(Point localization data)
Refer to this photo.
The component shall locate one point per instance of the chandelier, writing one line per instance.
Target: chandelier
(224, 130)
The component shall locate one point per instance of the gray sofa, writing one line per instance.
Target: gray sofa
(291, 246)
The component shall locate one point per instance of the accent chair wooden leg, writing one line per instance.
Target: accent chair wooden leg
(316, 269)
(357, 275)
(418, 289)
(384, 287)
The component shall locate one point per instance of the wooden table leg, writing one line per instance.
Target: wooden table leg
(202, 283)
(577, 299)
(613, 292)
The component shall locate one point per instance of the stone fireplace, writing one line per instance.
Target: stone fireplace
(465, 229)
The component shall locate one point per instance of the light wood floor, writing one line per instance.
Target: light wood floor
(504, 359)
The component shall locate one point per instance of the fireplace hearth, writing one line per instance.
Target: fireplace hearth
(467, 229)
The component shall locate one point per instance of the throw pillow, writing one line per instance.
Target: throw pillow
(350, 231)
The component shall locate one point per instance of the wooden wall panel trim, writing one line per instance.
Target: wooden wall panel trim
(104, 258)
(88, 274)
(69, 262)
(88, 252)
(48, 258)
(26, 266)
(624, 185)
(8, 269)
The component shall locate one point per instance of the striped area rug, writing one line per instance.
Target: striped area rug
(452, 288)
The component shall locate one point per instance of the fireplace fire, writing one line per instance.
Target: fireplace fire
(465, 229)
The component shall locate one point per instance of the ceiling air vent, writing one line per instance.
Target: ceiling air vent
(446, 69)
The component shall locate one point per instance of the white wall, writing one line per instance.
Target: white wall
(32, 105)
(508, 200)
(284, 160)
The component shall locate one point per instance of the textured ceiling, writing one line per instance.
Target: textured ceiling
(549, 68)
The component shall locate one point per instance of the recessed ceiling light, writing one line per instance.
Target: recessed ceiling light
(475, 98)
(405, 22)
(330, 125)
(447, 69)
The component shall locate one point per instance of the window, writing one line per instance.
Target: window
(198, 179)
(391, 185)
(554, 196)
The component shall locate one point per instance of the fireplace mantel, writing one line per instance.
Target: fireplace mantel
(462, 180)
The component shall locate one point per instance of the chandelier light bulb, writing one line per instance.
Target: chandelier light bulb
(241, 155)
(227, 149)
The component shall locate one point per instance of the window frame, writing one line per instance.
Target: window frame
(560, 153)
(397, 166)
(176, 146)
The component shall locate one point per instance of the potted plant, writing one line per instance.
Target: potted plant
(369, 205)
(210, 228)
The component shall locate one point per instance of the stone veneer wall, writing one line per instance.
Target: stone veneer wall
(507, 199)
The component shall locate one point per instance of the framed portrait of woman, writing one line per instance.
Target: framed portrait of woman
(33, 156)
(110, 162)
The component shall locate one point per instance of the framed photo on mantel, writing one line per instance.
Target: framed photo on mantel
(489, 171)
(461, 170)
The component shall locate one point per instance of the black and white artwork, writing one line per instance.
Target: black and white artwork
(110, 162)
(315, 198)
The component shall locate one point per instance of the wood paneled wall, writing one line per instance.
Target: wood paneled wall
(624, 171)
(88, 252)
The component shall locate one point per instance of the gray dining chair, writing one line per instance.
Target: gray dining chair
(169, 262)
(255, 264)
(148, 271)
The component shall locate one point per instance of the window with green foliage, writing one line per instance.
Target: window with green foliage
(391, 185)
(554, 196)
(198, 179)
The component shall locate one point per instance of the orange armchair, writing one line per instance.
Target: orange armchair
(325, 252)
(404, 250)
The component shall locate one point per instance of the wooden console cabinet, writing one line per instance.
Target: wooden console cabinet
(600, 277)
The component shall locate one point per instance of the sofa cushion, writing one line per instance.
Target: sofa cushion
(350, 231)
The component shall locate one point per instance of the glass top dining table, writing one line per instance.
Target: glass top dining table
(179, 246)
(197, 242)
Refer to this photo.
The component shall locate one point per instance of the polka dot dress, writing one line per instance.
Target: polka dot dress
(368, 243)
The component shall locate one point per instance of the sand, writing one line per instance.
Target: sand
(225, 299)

■ **TASK TO CARRY OUT**: Set down the records once more, character for character.

■ **WRITTEN ANSWER**:
Refer to this photo.
The component shall locate one point per instance of the chandelier, writing one line per instance.
Target: chandelier
(224, 130)
The component shall locate one point per instance of the gray sofa, writing one line per instance.
Target: gray sofa
(291, 246)
The component shall locate one point per instance of the accent chair wooden leg, writing one line per instance.
Target: accent chair wooden leg
(316, 269)
(357, 275)
(418, 289)
(384, 287)
The component shall locate one point per instance of the wooden table leg, writing one line per instance.
Target: wooden table leg
(202, 283)
(577, 299)
(613, 292)
The component shall locate one point per instance of the stone fireplace, writing one line per instance.
Target: stone fireplace
(465, 229)
The component shall locate one point per instance of the light wood floor, writing one line per instance.
Target: light wood floor
(504, 359)
The component shall locate one point per instance of the fireplace hearth, writing one line per instance.
Target: fireplace hearth
(467, 229)
The component shall locate one point per instance of the throw pillow, writing one line per instance.
Target: throw pillow
(350, 231)
The component shall locate one point per instance of the wooden wall panel trim, writing one line per instance.
Target: wooden wall panel trim
(104, 258)
(88, 274)
(69, 262)
(88, 252)
(48, 258)
(26, 266)
(624, 185)
(8, 269)
The component shall locate one point per instance of the striped area rug, writing one line per instance.
Target: striped area rug
(452, 288)
The component shall locate one point per instance of the fireplace fire, writing one line per instance.
Target: fireplace fire
(465, 229)
The component shall locate one point per instance of the ceiling air vent, writing one line per instance.
Target: ceiling air vent
(446, 69)
The component shall locate one point per instance of the white wall, writing one line per instance.
Target: white wall
(32, 105)
(508, 200)
(284, 160)
The component shall locate one point per instance of the textured ceiling, writing one line per instance.
Target: textured ceiling
(549, 68)
The component shall locate one point per instance of the recessed ceiling light, writing one line per instance.
Target: recessed ceiling light
(475, 98)
(405, 22)
(330, 125)
(447, 69)
The component shall locate one point per instance of the window, writing one line per instance.
Target: window
(198, 179)
(391, 185)
(554, 196)
The component shall locate one point per instance of the fireplace mantel, writing one line per instance.
Target: fireplace mantel
(462, 180)
The component shall locate one point per instance of the chandelier light bulb, writing one line per instance.
Target: chandelier light bulb
(241, 155)
(227, 149)
The component shall locate one point per instance of the window frame, writing one line per instance.
Target: window frame
(560, 153)
(397, 166)
(176, 146)
The component shall locate one point per instance of the potted plant, writing one line per instance.
Target: potted plant
(369, 205)
(210, 228)
The component shall locate one point per instance of the stone veneer wall, writing one line per instance.
Target: stone veneer wall
(507, 199)
The component shall locate one point per instance of the framed portrait of woman, writing one line per instance.
Target: framed portrait of woman
(33, 156)
(110, 162)
The component shall locate one point per instance of the framed photo on mantel, writing one line per instance.
Target: framed photo on mantel
(489, 171)
(461, 170)
The component shall locate one point per instance of the black and white artwork, writing one line per instance.
Target: black and white artwork
(110, 162)
(315, 198)
The component shall locate one point per instance of the wood paneled wall, writing one line per instance.
Target: wood paneled wall
(624, 171)
(88, 252)
The component shall locate one point per instance of the gray dining chair, writing one line per instance.
Target: gray dining chair
(169, 262)
(255, 264)
(148, 271)
The component shall locate one point per instance of the window with green foliage, writing one line per instance.
Target: window with green foliage
(391, 185)
(554, 196)
(198, 179)
The component shall locate one point per instance of the orange armchair, writing one line per instance.
Target: orange armchair
(325, 252)
(404, 250)
The component shall locate one point per instance of the wooden console cabinet, writing one line per instance.
Target: wooden console cabinet
(600, 277)
The component shall locate one point per instance of the sofa cushion, writing one line per instance.
Target: sofa cushion
(350, 231)
The component shall locate one point per instance of the glass top dining table, writing one line per instance.
Target: glass top dining table
(179, 246)
(197, 242)
Refer to this photo.
The component shall locate one point per instance of the polka dot dress, writing one line per instance.
Target: polka dot dress
(368, 243)
The component shall locate one point per instance of the sand, writing one line per instance.
Target: sand
(225, 299)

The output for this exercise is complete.